___ Given information

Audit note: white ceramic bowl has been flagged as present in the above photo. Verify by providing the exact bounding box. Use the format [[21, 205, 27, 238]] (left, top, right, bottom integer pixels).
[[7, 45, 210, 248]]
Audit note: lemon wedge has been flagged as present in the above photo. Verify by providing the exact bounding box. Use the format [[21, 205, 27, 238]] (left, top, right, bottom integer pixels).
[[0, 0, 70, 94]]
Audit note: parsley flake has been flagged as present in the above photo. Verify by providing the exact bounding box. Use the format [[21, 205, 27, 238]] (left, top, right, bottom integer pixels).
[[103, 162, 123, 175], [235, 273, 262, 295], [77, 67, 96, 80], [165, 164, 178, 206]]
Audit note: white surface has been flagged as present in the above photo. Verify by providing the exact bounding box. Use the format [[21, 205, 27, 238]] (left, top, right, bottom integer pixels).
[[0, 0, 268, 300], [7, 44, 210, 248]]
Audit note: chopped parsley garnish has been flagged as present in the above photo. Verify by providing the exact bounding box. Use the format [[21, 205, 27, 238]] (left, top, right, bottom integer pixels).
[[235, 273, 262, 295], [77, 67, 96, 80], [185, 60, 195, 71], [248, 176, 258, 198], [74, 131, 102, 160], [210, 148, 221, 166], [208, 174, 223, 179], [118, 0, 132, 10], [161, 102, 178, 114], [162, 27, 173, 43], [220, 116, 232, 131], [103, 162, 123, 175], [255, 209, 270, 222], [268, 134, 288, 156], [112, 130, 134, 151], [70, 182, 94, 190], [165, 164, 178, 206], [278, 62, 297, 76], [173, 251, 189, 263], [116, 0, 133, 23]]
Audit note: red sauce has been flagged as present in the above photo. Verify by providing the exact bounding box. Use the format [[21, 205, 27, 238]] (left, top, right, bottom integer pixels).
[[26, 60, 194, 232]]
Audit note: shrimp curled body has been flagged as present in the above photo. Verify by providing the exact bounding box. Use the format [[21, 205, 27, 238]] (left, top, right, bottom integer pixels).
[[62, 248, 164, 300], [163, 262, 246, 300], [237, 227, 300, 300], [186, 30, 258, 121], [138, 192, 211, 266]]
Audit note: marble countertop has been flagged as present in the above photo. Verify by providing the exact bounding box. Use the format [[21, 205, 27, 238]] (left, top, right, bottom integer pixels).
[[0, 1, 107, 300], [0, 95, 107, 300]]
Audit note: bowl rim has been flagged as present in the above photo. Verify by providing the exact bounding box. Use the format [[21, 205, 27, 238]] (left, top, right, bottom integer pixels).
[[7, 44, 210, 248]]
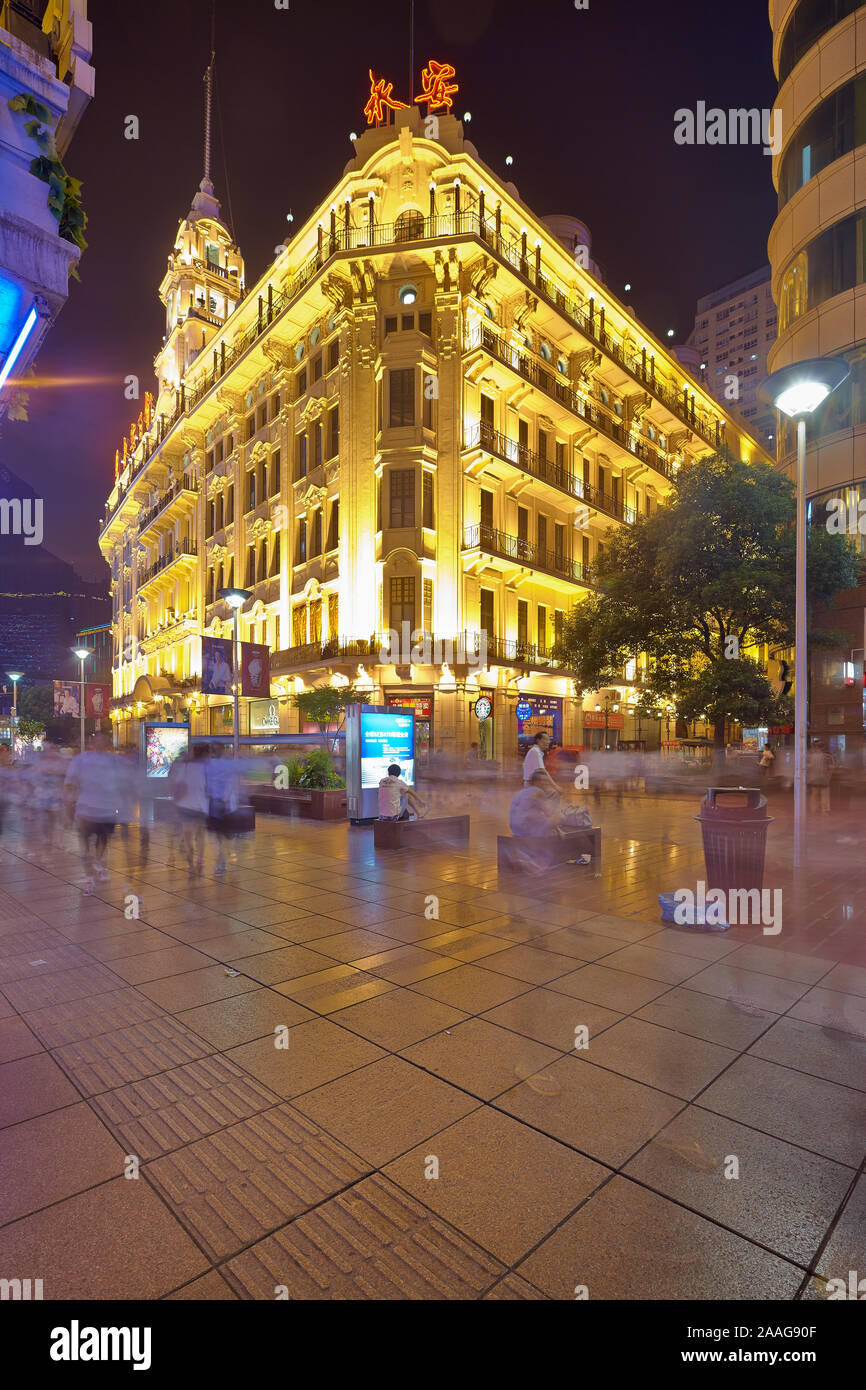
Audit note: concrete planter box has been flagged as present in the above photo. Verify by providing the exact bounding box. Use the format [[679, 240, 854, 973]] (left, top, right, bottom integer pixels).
[[250, 787, 346, 820]]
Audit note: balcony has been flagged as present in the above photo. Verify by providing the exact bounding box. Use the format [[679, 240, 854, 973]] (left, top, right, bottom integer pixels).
[[463, 525, 594, 589], [463, 421, 637, 524], [138, 541, 199, 594], [466, 324, 678, 486]]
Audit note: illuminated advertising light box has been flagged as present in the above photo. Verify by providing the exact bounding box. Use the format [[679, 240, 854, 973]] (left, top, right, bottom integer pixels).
[[346, 705, 416, 824], [145, 723, 189, 778]]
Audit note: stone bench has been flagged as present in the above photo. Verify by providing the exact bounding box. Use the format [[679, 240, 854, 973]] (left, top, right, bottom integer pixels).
[[373, 816, 468, 849], [496, 826, 602, 878]]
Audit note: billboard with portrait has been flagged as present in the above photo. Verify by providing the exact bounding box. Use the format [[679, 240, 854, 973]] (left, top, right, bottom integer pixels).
[[145, 723, 189, 777], [202, 637, 232, 695], [360, 709, 416, 791]]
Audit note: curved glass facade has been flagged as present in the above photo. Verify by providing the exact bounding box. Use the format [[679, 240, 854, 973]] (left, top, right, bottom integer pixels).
[[778, 343, 866, 453], [778, 0, 863, 86], [778, 72, 866, 211], [778, 210, 866, 334]]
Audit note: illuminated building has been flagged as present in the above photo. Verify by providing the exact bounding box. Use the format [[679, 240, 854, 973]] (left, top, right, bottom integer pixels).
[[0, 0, 93, 416], [767, 0, 866, 752], [100, 70, 765, 758]]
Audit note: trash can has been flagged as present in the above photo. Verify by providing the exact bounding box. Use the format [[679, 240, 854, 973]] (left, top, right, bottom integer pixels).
[[695, 787, 773, 892]]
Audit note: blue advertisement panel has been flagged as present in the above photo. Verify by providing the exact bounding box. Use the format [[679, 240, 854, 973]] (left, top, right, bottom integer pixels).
[[517, 695, 563, 753], [360, 710, 416, 791]]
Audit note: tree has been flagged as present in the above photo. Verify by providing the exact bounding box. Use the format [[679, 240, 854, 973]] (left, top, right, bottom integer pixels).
[[295, 685, 363, 753], [555, 456, 859, 748]]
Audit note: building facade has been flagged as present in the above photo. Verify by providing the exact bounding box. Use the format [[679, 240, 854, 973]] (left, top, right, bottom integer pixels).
[[0, 0, 93, 417], [100, 95, 766, 760], [767, 0, 866, 753], [680, 265, 777, 453]]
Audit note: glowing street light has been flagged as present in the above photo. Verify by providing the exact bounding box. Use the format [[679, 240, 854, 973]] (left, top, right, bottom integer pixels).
[[758, 357, 851, 869]]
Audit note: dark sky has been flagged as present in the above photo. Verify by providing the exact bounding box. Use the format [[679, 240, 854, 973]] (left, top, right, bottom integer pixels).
[[0, 0, 776, 578]]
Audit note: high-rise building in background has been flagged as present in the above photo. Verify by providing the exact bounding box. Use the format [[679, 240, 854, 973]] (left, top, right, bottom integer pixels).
[[683, 265, 777, 453], [0, 0, 93, 417], [100, 76, 767, 759], [767, 0, 866, 752]]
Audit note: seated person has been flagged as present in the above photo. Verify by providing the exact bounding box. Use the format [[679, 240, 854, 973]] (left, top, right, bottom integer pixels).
[[509, 771, 589, 865], [379, 763, 427, 820]]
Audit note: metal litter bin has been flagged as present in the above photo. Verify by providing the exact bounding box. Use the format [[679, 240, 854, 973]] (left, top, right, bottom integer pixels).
[[695, 787, 773, 892]]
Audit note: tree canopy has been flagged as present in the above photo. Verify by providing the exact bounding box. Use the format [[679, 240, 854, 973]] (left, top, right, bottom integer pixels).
[[555, 456, 859, 744]]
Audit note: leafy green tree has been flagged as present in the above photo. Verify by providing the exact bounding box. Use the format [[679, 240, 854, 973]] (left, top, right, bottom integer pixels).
[[295, 685, 363, 753], [556, 456, 859, 748]]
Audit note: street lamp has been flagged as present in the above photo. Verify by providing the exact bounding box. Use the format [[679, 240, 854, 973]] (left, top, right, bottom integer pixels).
[[220, 589, 253, 760], [758, 357, 851, 869], [72, 646, 90, 753], [6, 671, 22, 719]]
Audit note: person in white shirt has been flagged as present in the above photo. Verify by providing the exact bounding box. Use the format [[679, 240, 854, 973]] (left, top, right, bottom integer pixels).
[[523, 733, 559, 795], [379, 763, 427, 820]]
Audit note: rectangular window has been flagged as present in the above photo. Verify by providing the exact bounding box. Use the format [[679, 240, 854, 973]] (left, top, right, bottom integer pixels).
[[388, 468, 416, 527], [391, 574, 416, 632], [388, 367, 416, 430], [325, 498, 339, 550], [481, 589, 493, 642], [328, 406, 339, 459]]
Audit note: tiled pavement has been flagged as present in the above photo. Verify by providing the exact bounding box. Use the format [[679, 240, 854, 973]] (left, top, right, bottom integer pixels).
[[0, 798, 866, 1300]]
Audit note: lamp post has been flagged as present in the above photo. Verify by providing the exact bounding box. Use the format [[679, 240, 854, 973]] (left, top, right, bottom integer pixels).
[[220, 589, 253, 760], [759, 357, 851, 869], [72, 646, 90, 753]]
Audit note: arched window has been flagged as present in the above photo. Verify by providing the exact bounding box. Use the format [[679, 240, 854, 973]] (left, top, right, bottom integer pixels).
[[393, 207, 424, 242]]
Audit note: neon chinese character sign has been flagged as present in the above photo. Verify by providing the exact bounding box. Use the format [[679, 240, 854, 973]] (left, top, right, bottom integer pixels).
[[364, 68, 409, 125], [416, 58, 460, 115]]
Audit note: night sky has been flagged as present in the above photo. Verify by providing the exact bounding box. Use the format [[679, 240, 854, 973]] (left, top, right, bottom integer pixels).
[[0, 0, 776, 582]]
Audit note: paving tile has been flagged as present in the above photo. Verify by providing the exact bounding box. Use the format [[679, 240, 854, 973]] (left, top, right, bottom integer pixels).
[[698, 1055, 866, 1168], [482, 990, 623, 1052], [332, 990, 466, 1052], [51, 1016, 211, 1095], [550, 965, 667, 1013], [3, 965, 122, 1013], [90, 1056, 279, 1162], [385, 1106, 606, 1265], [0, 1052, 81, 1127], [0, 1016, 42, 1062], [146, 1105, 370, 1261], [225, 1176, 505, 1302], [518, 1177, 802, 1295], [3, 1178, 207, 1302], [295, 1056, 478, 1168], [111, 945, 218, 984], [496, 1034, 683, 1168], [605, 944, 701, 984], [0, 1101, 125, 1223], [227, 1017, 382, 1097], [626, 1105, 852, 1265], [484, 945, 583, 984], [687, 963, 809, 1013], [749, 1019, 866, 1091], [402, 1019, 560, 1101], [140, 965, 257, 1013], [635, 986, 778, 1051], [232, 945, 332, 984], [274, 965, 393, 1013], [574, 1019, 737, 1101], [175, 990, 314, 1051], [413, 965, 528, 1013]]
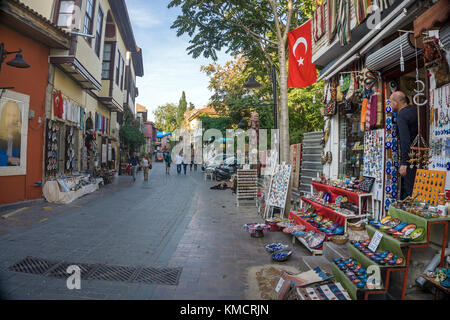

______

- _What you should do_: Extract everything from the line containing "Audit note: marble" down to the line containing "[[0, 1, 107, 300], [0, 95, 107, 300]]", and copy those lines verbatim.

- _Solution to the exercise_:
Audit note: marble countertop has been flagged as present in the above photo. Verify by providing the exact bounding box. Use the format [[21, 205, 27, 238]] (left, top, right, bottom integer pixels).
[[0, 1, 107, 300], [0, 95, 107, 300]]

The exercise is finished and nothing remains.